CONSIGNE A: Pouvez-vous recopier à l'identique, dans l'annonce de la journée d'étude sur la Rust Belt, le passage allant de « Près de deux » jusqu'à « qu’il n’y paraît. » ?

····················

Repenser l'histoire de la Rust Belt depuis 1945

Dec
07
December 7, 9:00 am
Where

Sorbonne Université, Paris

Journée d'étude organisée par AREA

Where

Sorbonne Université, Paris

Près de deux ans après la « révolte » aux élections présidentielles d’un électorat blanc et ouvrier censé incarner un Midwest authentique (Michael McQuarrie "The Revolt of the Rust Belt : Place and Politics in the Age of Anger", 2017), la journaliste et écrivaine africaine-américaine Tamara Winfrey Harris s’insurge contre l’invisibilité des minorités dans les représentations de cette région. Dans une tribune au New York Times au titre percutant, « Stop pretending Black Midwesterners don’t exist » (16 juin 2018), elle rappelle alors que son visage de femme noire représente lui aussi celui d’une région bien plus diverse et complexe qu’il n’y paraît.

S’étendant de l’ouest de l’État de New York à l’est de l’Iowa, cette région fut jusqu’au milieu du XXème siècle le cœur manufacturier et industriel du pays. Des Grandes Migrations qui ont radicalement transformé son tissu démographique à l’essoufflement de son modèle économique, jusqu’aux grandes luttes ouvrières et au mouvement pour les droits civiques, l'histoire politique et sociale de la Rust Belt a été bien documentée (voir notamment, Jefferson Cowie, Stayin' Alive: The 1970s and the Last Days of the Working Class, 2010; Nelson Lichtenstein, State of the Union: A Century of American Labor, 2002; Judith Stein, Pivotal Decade – How the United States Traded Factories for Finance in the Seventies, 2011; Thomas Sugrue, Sweet Land of Liberty: The Forgotten Struggle for Civil Rights in the North, 2008).

L'Atelier de Recherche sur les Espaces Anglophones (AREA), le séminaire des doctorant.e.s civilisationnistes du laboratoire Histoire et Dynamique des Espaces Anglophones (EA 4086) de Sorbonne Université, organise avec le Centre de Recherches Anglophones (EA 370) de l'Université Paris Nanterre une journée d’étude « jeunes chercheurs et chercheuses » afin d'ouvrir de nouvelles perspectives sur l'histoire de la Rust Belt. À travers les recherches en cours ou récemment abouties de doctorant.e.s et jeunes docteur.e.s américanistes issu.e.s de disciplines variées (histoire, sociologie, science politique, géographie), il s’agira ainsi de mettre en avant les espaces et les acteurs trop souvent relégués aux marges de l'histoire de cette région, mais qui ont tout autant contribué à façonner la Rust Belt d’aujourd’hui.

····················

CONSIGNE B: Quelles lignes du listing contiennent le mot « wooden » ? Relevez-les toutes en respectant la casse.

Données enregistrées

····················

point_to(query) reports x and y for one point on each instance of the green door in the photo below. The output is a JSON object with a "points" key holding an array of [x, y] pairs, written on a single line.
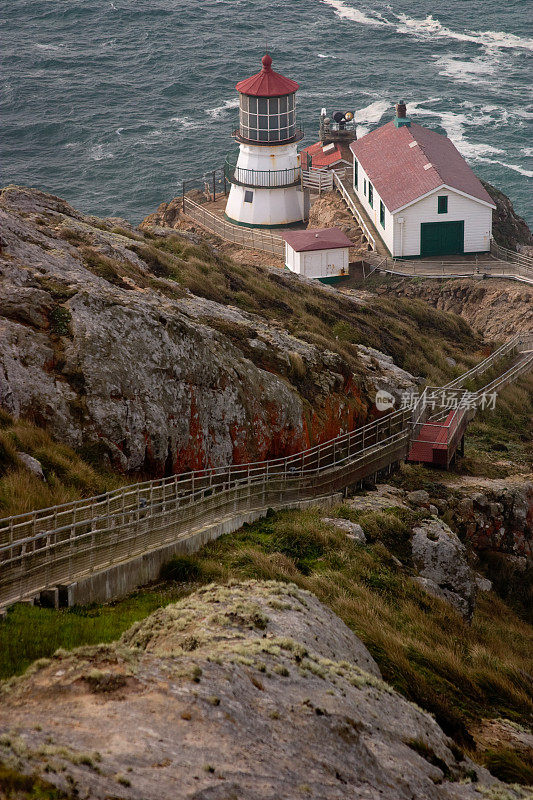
{"points": [[442, 238]]}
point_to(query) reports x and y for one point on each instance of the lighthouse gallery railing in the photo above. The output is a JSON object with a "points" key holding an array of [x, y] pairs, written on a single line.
{"points": [[262, 179]]}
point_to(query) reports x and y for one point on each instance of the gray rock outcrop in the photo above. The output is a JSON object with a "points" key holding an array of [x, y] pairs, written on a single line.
{"points": [[251, 691], [119, 359], [440, 558]]}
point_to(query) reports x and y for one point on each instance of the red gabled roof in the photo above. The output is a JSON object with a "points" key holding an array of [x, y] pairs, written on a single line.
{"points": [[319, 159], [396, 169], [317, 239], [267, 83]]}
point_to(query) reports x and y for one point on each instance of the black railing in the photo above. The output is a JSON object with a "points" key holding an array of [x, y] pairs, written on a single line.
{"points": [[296, 137], [262, 178]]}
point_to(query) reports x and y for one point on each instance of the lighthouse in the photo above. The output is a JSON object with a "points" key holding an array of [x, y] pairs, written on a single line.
{"points": [[266, 189]]}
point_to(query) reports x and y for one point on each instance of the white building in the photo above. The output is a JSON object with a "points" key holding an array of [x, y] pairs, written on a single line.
{"points": [[266, 189], [318, 253], [419, 192]]}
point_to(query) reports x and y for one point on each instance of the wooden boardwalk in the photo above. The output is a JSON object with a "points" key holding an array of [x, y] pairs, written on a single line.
{"points": [[53, 548]]}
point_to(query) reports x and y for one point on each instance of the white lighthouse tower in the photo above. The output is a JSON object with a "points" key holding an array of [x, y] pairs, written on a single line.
{"points": [[266, 189]]}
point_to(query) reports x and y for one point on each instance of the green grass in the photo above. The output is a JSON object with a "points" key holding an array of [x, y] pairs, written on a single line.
{"points": [[417, 336], [505, 434], [16, 786], [68, 475], [460, 673], [28, 633]]}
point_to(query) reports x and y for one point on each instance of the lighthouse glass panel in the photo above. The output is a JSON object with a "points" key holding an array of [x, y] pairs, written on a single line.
{"points": [[267, 119]]}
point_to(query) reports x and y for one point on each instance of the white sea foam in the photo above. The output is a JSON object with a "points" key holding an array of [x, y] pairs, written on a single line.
{"points": [[99, 153], [373, 112], [428, 28], [454, 124], [186, 123], [515, 167], [220, 111], [475, 71], [344, 11]]}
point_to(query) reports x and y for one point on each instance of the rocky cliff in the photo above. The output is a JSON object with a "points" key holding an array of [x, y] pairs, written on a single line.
{"points": [[509, 229], [153, 351], [495, 308], [252, 691]]}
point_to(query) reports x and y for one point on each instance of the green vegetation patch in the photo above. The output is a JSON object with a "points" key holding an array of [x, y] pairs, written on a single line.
{"points": [[460, 673], [68, 476], [14, 785]]}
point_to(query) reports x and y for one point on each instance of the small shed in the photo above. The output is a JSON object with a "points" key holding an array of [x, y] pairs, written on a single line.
{"points": [[320, 253]]}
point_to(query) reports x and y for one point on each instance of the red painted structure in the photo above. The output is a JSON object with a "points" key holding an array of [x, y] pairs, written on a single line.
{"points": [[437, 442], [267, 83]]}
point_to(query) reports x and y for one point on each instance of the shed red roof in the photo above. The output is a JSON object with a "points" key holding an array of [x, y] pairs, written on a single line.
{"points": [[267, 83], [317, 239], [319, 159], [406, 163]]}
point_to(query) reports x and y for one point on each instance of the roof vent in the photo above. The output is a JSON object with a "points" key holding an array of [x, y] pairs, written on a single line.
{"points": [[401, 119]]}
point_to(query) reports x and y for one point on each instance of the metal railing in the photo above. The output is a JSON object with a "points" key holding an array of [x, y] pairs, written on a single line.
{"points": [[297, 136], [339, 184], [247, 237], [59, 545], [257, 178], [499, 263]]}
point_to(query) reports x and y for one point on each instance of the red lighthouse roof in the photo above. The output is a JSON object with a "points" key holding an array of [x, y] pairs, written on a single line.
{"points": [[267, 83]]}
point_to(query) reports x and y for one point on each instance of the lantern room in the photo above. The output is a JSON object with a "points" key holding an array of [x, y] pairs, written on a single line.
{"points": [[265, 174]]}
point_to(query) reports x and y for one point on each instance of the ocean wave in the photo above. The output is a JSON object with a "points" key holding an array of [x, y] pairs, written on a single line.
{"points": [[515, 167], [454, 124], [219, 111], [99, 153], [373, 112], [40, 46], [428, 28], [475, 71], [186, 123], [344, 11]]}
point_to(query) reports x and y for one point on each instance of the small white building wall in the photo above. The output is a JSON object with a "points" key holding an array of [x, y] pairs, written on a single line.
{"points": [[318, 263], [386, 233], [477, 219], [476, 216]]}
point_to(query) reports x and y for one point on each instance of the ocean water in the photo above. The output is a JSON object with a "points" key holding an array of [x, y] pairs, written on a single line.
{"points": [[111, 103]]}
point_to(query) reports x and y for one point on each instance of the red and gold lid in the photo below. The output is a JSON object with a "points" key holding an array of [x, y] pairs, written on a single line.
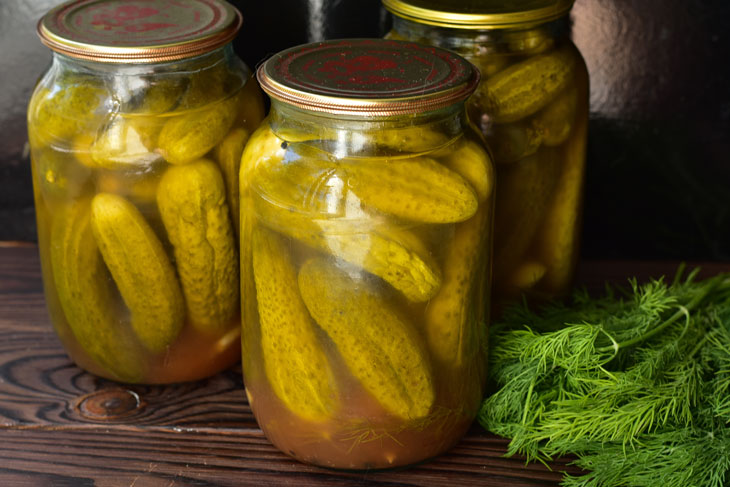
{"points": [[368, 77], [139, 31]]}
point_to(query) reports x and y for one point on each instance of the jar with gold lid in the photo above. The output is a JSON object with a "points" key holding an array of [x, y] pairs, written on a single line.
{"points": [[368, 195], [136, 131], [532, 106]]}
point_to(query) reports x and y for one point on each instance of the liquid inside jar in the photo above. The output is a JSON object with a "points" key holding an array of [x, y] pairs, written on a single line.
{"points": [[364, 290], [135, 179], [532, 107]]}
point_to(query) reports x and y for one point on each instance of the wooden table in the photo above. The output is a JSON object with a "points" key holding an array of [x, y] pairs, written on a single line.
{"points": [[60, 426]]}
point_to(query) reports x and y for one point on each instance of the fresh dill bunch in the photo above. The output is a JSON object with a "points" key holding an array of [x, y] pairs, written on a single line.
{"points": [[634, 383]]}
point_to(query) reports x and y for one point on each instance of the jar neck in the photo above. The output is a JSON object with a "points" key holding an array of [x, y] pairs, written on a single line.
{"points": [[351, 136], [203, 62], [476, 42]]}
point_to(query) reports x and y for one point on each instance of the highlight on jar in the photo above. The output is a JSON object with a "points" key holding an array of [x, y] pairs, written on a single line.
{"points": [[135, 148], [369, 198], [532, 107]]}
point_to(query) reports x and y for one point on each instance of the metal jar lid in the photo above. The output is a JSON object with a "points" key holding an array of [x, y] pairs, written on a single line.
{"points": [[368, 77], [479, 14], [139, 31]]}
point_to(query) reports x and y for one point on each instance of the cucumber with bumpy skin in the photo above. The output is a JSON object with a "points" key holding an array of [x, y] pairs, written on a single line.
{"points": [[297, 369], [86, 295], [192, 203], [380, 348], [141, 269]]}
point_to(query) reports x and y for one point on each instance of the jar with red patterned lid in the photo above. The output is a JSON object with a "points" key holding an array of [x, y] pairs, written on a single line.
{"points": [[136, 131], [368, 197]]}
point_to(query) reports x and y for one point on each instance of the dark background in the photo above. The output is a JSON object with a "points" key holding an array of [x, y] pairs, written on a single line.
{"points": [[658, 183]]}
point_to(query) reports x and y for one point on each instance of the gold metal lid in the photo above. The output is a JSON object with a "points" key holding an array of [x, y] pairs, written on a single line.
{"points": [[139, 31], [368, 77], [479, 14]]}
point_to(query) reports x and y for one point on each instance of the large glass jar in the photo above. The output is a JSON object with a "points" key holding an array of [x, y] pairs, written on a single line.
{"points": [[136, 132], [532, 106], [368, 196]]}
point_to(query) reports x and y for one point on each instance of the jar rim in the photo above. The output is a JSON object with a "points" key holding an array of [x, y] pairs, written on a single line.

····················

CORRIGÉ A:
Près de deux ans après la « révolte » aux élections présidentielles d’un électorat blanc et ouvrier censé incarner un Midwest authentique (Michael McQuarrie "The Revolt of the Rust Belt : Place and Politics in the Age of Anger", 2017), la journaliste et écrivaine africaine-américaine Tamara Winfrey Harris s’insurge contre l’invisibilité des minorités dans les représentations de cette région. Dans une tribune au New York Times au titre percutant, « Stop pretending Black Midwesterners don’t exist » (16 juin 2018), elle rappelle alors que son visage de femme noire représente lui aussi celui d’une région bien plus diverse et complexe qu’il n’y paraît.

CORRIGÉ B:
point_to(query) reports x and y for one point on each instance of the wooden boardwalk in the photo above. The output is a JSON object with a "points" key holding an array of [x, y] pairs, written on a single line.
point_to(query) reports x and y for one point on each instance of the wooden table in the photo above. The output is a JSON object with a "points" key holding an array of [x, y] pairs, written on a single line.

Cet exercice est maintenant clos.